***** WORKING DATA *****

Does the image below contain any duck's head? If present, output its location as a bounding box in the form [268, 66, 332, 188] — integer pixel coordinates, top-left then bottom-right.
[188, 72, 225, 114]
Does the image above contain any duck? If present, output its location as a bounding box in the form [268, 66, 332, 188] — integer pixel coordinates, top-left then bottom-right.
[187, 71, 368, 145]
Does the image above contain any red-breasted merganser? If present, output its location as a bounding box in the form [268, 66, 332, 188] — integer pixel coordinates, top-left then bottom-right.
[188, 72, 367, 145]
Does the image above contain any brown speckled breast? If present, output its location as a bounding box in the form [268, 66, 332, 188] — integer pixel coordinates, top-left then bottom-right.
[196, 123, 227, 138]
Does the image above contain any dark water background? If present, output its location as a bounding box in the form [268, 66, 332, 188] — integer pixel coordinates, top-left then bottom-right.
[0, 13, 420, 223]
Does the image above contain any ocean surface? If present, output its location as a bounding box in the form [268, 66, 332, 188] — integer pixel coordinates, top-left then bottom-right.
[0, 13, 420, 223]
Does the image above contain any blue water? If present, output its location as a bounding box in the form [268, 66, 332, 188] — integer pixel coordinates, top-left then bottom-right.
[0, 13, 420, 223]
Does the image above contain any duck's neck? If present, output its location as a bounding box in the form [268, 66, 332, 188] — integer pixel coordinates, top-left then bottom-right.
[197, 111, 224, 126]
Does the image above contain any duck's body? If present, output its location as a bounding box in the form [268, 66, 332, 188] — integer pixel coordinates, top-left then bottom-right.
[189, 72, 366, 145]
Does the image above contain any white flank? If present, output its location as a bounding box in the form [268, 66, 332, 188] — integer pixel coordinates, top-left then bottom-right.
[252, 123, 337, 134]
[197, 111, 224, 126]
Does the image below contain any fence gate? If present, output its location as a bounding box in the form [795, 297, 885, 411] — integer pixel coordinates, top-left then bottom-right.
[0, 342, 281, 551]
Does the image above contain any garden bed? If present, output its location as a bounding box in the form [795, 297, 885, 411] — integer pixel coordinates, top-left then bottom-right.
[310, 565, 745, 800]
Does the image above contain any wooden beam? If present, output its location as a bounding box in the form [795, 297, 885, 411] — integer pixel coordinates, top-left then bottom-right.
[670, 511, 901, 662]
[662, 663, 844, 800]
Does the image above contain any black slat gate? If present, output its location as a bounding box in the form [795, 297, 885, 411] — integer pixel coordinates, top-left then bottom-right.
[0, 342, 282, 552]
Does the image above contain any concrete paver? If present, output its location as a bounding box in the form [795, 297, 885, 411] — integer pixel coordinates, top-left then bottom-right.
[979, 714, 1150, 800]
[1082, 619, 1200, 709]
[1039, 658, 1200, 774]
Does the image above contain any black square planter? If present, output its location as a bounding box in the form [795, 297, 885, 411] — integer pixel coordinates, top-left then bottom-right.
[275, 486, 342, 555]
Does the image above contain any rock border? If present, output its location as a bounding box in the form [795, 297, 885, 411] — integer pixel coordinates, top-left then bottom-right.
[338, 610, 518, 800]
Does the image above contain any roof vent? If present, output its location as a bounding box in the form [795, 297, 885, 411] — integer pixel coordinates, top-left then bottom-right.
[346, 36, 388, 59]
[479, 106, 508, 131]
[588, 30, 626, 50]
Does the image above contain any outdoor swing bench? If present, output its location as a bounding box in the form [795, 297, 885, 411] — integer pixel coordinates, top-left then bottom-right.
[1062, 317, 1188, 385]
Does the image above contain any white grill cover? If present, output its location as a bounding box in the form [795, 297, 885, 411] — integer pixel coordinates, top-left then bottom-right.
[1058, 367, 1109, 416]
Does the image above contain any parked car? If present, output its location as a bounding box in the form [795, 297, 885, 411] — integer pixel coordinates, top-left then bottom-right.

*****

* REQUIREMENTS
Reproduce all of the records above, substituting "whole-number pixel coordinates" for every occurrence of "integer pixel coordinates" and leaving everything else unchanged.

* WRITTEN ANSWER
Does the image below contain any duck's head? If present, output its location as a bounding box in the form [268, 66, 332, 188] — whole-number pixel coordinates, top-left then bottom-right.
[188, 72, 225, 114]
Does the image above contain any duck? If present, output its location as a bounding box in the form [268, 66, 332, 188] — whole-number pixel coordinates, top-left then bottom-right.
[187, 71, 368, 145]
Does the image above contain any red-breasted merganser? If present, output its location as a bounding box in the form [268, 66, 332, 188] — whole-number pixel coordinates, top-left then bottom-right.
[188, 72, 367, 145]
Does the image above contain any brown speckled breast? If present, output its location as a bounding box in the form [268, 66, 332, 188] — whole-number pixel coordinates, top-left then bottom-right.
[196, 123, 227, 138]
Does the image above contain any dark water background? If present, output its location as a bounding box in the form [268, 66, 332, 188] — whole-number pixel coordinates, top-left then bottom-right.
[0, 13, 420, 223]
Does the image above contain any ocean surface? If present, output its location as a bounding box in the form [268, 66, 332, 188] — whole-number pixel coordinates, top-left then bottom-right.
[0, 13, 420, 223]
Does the image above contain any blue water? If present, output its location as a bounding box in the form [268, 66, 332, 188] — whole-number pixel coordinates, top-left then bottom-right.
[0, 13, 420, 223]
Does the image above contain any duck's neck? If present, output its location as a bounding box in the form [268, 66, 332, 188] — whole-number pixel coordinates, top-left then bottom-right.
[197, 111, 224, 126]
Does the image above contain any duck's body? If present, output its location as a bounding box in the form [268, 66, 332, 188] — whole-number pixel coordinates, top-left then bottom-right.
[189, 72, 366, 145]
Does the image above contain any white flank? If present, output its location as a bounding box in the form [268, 66, 332, 188] — whole-number pixel coordinates, top-left then bottom-right.
[252, 123, 337, 134]
[197, 111, 224, 126]
Does the image below contain any fence gate? If present, output its location as a bounding box in the form [795, 297, 885, 411] — whole-number pixel coordinates, top-left then bottom-right.
[0, 342, 281, 551]
Does the image above contain any garden bed? If present, output its location as a bounding box in the form [795, 297, 885, 411] — whole-number pixel coordinates, top-left then bottom-right.
[310, 565, 745, 800]
Does the image above contain any wooden beam? If present, output its location as a bounding box in the form [795, 297, 885, 411] — whole-number pixel coordinates, top-left then bottom-right.
[670, 511, 901, 662]
[662, 663, 844, 800]
Does the image above contain any black slat gate? If present, output its location as a bounding box in the form [795, 297, 885, 411] — whole-number pixel coordinates, top-left then bottom-right.
[0, 342, 282, 552]
Does the image above contain any concrete paver? If present, output its location as a bounding box in the form [795, 297, 885, 411] — whole-number pixel coordinates, top-left then bottom-right.
[979, 714, 1150, 800]
[1082, 619, 1200, 709]
[1039, 658, 1200, 774]
Does the image above contain any black square planter? If present, output its location as a bounding box in the form [795, 297, 885, 411] — whole-number pixel coordinates, top-left then bottom-right.
[275, 486, 342, 555]
Does the image above contain any rock border? If present, output its location as a bounding box in the form [795, 297, 885, 411] — whole-number pixel coordinates, top-left then bottom-right.
[338, 610, 518, 800]
Does the image above contain any roof vent? If present, output its location as a bounding box in the form [795, 297, 885, 411] — whole-number pixel coordinates, top-left then bottom-right.
[346, 36, 388, 59]
[479, 106, 508, 131]
[588, 30, 626, 50]
Does the image above contain any outdoor swing bench? If present, output its location as a bounding box in the form [795, 297, 885, 411] — whole-number pixel coordinates, top-left then bottom-right.
[1062, 317, 1188, 385]
Does the image above contain any white grill cover? If present, output its location as a bounding box in the form [795, 297, 885, 411] — whole-number pixel coordinates, top-left then bottom-right.
[1058, 367, 1109, 416]
Does the image above contain any parked car? If present, output its location as a bounding box in the form [795, 297, 885, 411] — whole-number pixel coordinates, top-left then bottom-right.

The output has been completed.